- _Object position labeling entries_:
# # #
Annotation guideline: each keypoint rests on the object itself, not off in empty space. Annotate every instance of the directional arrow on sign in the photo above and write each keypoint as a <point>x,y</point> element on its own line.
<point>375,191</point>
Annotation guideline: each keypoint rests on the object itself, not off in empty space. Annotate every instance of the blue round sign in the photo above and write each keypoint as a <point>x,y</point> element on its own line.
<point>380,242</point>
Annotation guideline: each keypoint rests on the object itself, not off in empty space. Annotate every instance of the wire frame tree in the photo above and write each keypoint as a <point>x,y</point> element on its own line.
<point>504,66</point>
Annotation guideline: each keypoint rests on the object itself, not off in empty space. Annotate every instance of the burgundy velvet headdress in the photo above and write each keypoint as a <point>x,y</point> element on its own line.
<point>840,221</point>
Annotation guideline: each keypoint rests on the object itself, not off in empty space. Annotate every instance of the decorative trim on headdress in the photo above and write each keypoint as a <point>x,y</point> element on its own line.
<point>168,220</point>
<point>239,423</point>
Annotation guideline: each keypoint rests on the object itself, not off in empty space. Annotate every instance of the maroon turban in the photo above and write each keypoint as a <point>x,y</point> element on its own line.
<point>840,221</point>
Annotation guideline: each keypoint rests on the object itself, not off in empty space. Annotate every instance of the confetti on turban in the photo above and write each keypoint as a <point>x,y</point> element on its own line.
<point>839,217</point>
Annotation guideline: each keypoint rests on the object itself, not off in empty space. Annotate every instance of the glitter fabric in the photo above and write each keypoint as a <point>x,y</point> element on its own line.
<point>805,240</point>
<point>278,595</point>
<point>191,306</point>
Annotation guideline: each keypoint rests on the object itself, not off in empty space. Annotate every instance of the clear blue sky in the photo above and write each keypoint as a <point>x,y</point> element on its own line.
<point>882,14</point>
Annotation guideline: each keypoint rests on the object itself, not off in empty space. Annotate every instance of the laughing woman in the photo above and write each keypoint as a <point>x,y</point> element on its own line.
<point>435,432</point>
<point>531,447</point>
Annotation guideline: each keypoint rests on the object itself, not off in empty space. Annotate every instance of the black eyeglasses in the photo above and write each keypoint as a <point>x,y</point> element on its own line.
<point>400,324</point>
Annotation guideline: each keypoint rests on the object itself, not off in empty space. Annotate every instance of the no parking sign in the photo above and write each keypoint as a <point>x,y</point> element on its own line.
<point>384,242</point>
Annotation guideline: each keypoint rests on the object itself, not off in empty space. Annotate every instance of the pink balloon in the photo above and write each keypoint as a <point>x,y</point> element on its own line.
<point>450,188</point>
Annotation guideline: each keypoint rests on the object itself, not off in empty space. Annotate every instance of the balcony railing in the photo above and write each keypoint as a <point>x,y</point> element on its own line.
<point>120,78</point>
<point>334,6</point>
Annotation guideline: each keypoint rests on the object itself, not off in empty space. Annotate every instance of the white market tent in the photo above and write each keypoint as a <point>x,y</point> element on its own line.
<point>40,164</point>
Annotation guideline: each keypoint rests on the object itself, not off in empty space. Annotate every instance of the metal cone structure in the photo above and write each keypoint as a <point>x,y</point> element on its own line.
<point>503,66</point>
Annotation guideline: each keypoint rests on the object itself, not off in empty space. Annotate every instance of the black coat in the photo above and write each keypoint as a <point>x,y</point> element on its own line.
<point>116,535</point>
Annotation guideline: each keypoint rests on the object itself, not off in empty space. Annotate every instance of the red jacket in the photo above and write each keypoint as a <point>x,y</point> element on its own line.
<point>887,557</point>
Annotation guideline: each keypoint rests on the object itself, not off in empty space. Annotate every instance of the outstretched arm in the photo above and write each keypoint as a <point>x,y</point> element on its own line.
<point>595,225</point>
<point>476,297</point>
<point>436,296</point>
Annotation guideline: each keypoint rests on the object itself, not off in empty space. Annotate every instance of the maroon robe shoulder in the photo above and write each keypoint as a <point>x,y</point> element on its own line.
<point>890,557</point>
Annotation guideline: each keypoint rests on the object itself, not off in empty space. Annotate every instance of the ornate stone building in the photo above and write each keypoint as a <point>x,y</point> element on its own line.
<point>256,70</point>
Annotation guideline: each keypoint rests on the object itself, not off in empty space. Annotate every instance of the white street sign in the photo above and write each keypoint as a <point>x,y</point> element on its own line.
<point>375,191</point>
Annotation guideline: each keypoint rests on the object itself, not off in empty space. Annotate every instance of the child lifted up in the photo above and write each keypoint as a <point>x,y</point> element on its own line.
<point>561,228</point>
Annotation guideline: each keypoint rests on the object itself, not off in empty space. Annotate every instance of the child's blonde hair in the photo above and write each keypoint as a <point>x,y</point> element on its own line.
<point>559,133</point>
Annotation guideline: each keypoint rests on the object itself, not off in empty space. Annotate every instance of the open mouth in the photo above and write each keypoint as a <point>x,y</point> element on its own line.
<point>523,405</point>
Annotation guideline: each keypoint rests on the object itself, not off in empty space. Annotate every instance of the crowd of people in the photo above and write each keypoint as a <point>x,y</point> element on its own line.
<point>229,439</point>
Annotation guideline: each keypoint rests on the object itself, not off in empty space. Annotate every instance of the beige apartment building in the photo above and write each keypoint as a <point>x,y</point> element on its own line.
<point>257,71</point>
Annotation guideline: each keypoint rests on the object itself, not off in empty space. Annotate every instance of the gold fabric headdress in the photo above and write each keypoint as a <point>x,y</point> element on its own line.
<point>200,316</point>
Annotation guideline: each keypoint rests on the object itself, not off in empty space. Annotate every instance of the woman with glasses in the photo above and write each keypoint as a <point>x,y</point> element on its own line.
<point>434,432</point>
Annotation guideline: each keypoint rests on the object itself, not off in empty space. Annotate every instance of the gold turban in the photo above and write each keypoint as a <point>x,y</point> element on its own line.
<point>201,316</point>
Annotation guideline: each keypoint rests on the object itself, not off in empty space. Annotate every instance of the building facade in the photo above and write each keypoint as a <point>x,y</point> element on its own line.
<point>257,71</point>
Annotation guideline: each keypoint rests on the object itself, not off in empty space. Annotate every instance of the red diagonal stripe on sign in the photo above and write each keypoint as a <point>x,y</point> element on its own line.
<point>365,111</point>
# # #
- _Exercise goal_: Render every line of the material above as a Markdown table with the columns Row and Line Text, numbering the lines in order and leaving out any blank lines.

- _Exercise response_:
| Row | Line Text |
|---|---|
| 1 | Annotation guideline: each keypoint rests on the object itself, not off in empty space. Annotate every instance of the directional arrow on sign in the photo above and write each keypoint as a <point>x,y</point> element on its own line. |
| 2 | <point>375,191</point> |
| 3 | Annotation guideline: each keypoint rests on the object itself, not off in empty space. Annotate every instance of the blue round sign in the photo above and write each keypoint as a <point>x,y</point> element on its own line. |
| 4 | <point>380,242</point> |
| 5 | Annotation guideline: each keypoint rests on the object itself, not off in empty space. Annotate every instance of the wire frame tree in the photo above and write each keypoint as a <point>x,y</point> element on its own line. |
| 6 | <point>504,66</point> |
| 7 | Annotation guideline: each keypoint rests on the object itself, not off in empty space. Annotate every instance of the burgundy velvet headdress in the photo above and write each keypoint as a <point>x,y</point> element on its own line. |
| 8 | <point>840,221</point> |
| 9 | Annotation guideline: each keypoint rests on the object itself, not off in empty space. Annotate every instance of the decorative trim on headdress in the photo above and write each keypoint as a <point>x,y</point> element on its own line. |
| 10 | <point>168,220</point> |
| 11 | <point>239,423</point> |
| 12 | Annotation guideline: each keypoint rests on the object itself, not off in empty space. Annotate every instance of the maroon turban in the photo above and write each keypoint as a <point>x,y</point> element on its own line. |
| 13 | <point>840,221</point> |
| 14 | Annotation guideline: each keypoint rests on the object itself, not off in empty space. Annotate every instance of the confetti on turban in the photo above and write each keypoint as a <point>x,y</point> element on its own line. |
| 15 | <point>839,217</point> |
| 16 | Annotation guideline: each keypoint rests on the object itself, not off in empty space. Annotate every instance of the glitter fabric in the photo above and write each keypoint as a <point>x,y</point> element on its own line. |
| 17 | <point>805,240</point> |
| 18 | <point>278,595</point> |
| 19 | <point>191,306</point> |
| 20 | Annotation guideline: each keypoint rests on the object itself, not off in empty space. Annotate every instance of the clear blue sky in the photo above and write each keypoint as a <point>x,y</point> element on its own line. |
| 21 | <point>882,14</point> |
| 22 | Annotation guideline: each keypoint rests on the object itself, not off in empty space. Annotate every instance of the laughing woman in the photo above and write each keypoint as a <point>x,y</point> element on its own line. |
| 23 | <point>435,432</point> |
| 24 | <point>531,447</point> |
| 25 | Annotation guideline: each keypoint rests on the object itself, not off in empty space. Annotate every instance of the black eyeglasses in the photo above and write each keypoint as a <point>x,y</point> element on its own line. |
| 26 | <point>400,324</point> |
| 27 | Annotation guideline: each keypoint rests on the object itself, not off in empty space. Annotate every instance of the no parking sign in the photo above and write each keypoint as a <point>x,y</point> element on its own line. |
| 28 | <point>384,242</point> |
| 29 | Annotation guideline: each keypoint rests on the object itself, not off in empty space. Annotate every instance of the pink balloon in the photo above and write each keypoint as a <point>x,y</point> element on its own line. |
| 30 | <point>450,188</point> |
| 31 | Annotation guideline: each keypoint rests on the object itself, not off in empty space. Annotate every instance of the balcony railing in the photo above and write each keypoint as a <point>x,y</point> element on its own line. |
| 32 | <point>120,78</point> |
| 33 | <point>334,6</point> |
| 34 | Annotation guideline: each keypoint rests on the object itself, not off in empty space. Annotate every instance of the white market tent in the photo above and write each keypoint as a <point>x,y</point> element on its own line. |
| 35 | <point>40,164</point> |
| 36 | Annotation guideline: each keypoint rests on the object itself, not off in empty space. Annotate every instance of the metal cone structure in the photo above and write each keypoint as a <point>x,y</point> element on its own line. |
| 37 | <point>503,66</point> |
| 38 | Annotation guideline: each keypoint rests on the object itself, not off in empty space. Annotate every instance of the black coat in the photo above and write each keypoint as a <point>x,y</point> element on its own line. |
| 39 | <point>116,535</point> |
| 40 | Annotation guideline: each keypoint rests on the object itself, not off in empty space. Annotate every instance of the red jacket in the photo above and write each keypoint as a <point>x,y</point> element on its own line. |
| 41 | <point>887,557</point> |
| 42 | Annotation guideline: each keypoint rests on the object itself, not off in empty space. Annotate every instance of the outstretched arm in the photo above and write each keypoint as a <point>x,y</point> element on its own line. |
| 43 | <point>595,225</point> |
| 44 | <point>476,297</point> |
| 45 | <point>436,296</point> |
| 46 | Annotation guideline: each keypoint rests on the object itself, not off in empty space. Annotate every instance of the maroon robe shoulder in the photo above and write each keypoint as a <point>x,y</point> element on its own line. |
| 47 | <point>890,557</point> |
| 48 | Annotation guideline: each keypoint rests on the object itself, not off in empty space. Annotate every instance of the ornate stone building in the photo above and write each keypoint as a <point>x,y</point> element on its own line. |
| 49 | <point>256,70</point> |
| 50 | Annotation guideline: each keypoint rests on the object itself, not off in empty space. Annotate every instance of the white street sign in the photo above and write each keypoint as a <point>x,y</point> element on its own line. |
| 51 | <point>375,191</point> |
| 52 | Annotation guideline: each keypoint rests on the object itself, not off in empty space. Annotate every instance of the child lifted up in the photo above and write each keypoint as a <point>x,y</point> element on its own line. |
| 53 | <point>561,228</point> |
| 54 | Annotation guideline: each keypoint rests on the object itself, not off in empty space. Annotate every instance of the child's blonde hair in the photo above and write each keypoint as a <point>x,y</point> element on its own line. |
| 55 | <point>559,133</point> |
| 56 | Annotation guideline: each keypoint rests on the object itself, not off in empty space. Annotate every instance of the open mouth in the photo above and write each keypoint as a <point>x,y</point> element on its own line. |
| 57 | <point>523,405</point> |
| 58 | Annotation guideline: each keypoint rests on the object itself, not off in empty space. Annotate every instance of the crowd of people in the photo above and write each keypoint as a <point>x,y</point> element on its own line. |
| 59 | <point>229,439</point> |
| 60 | Annotation guideline: each keypoint rests on the object itself, not off in empty space. Annotate every instance of the beige apartment building in the photo above and write each keypoint as a <point>x,y</point> element on its own line. |
| 61 | <point>257,71</point> |
| 62 | Annotation guideline: each keypoint rests on the object itself, not off in empty space. Annotate every instance of the gold fabric headdress in the photo above and write each keypoint as a <point>x,y</point> element on its own line. |
| 63 | <point>200,316</point> |
| 64 | Annotation guideline: each keypoint rests on the object itself, not off in empty space. Annotate every instance of the woman with glasses in the photo above and write each keypoint as a <point>x,y</point> element on its own line. |
| 65 | <point>434,432</point> |
| 66 | Annotation guideline: each keypoint rests on the object itself, not off in empty space. Annotate every instance of the gold turban in the photo above and write each keypoint as a <point>x,y</point> element on its own line. |
| 67 | <point>201,316</point> |
| 68 | Annotation guideline: each keypoint rests on the object itself, not off in empty space. Annotate every instance of the building facade in the photo above and write each keypoint as a <point>x,y</point> element on its own line. |
| 69 | <point>257,71</point> |
| 70 | Annotation guideline: each keypoint rests on the object itself, not off in empty space. Annotate every instance of the red diagonal stripe on sign in the photo above and write each keypoint as a <point>x,y</point> element on its own line. |
| 71 | <point>365,111</point> |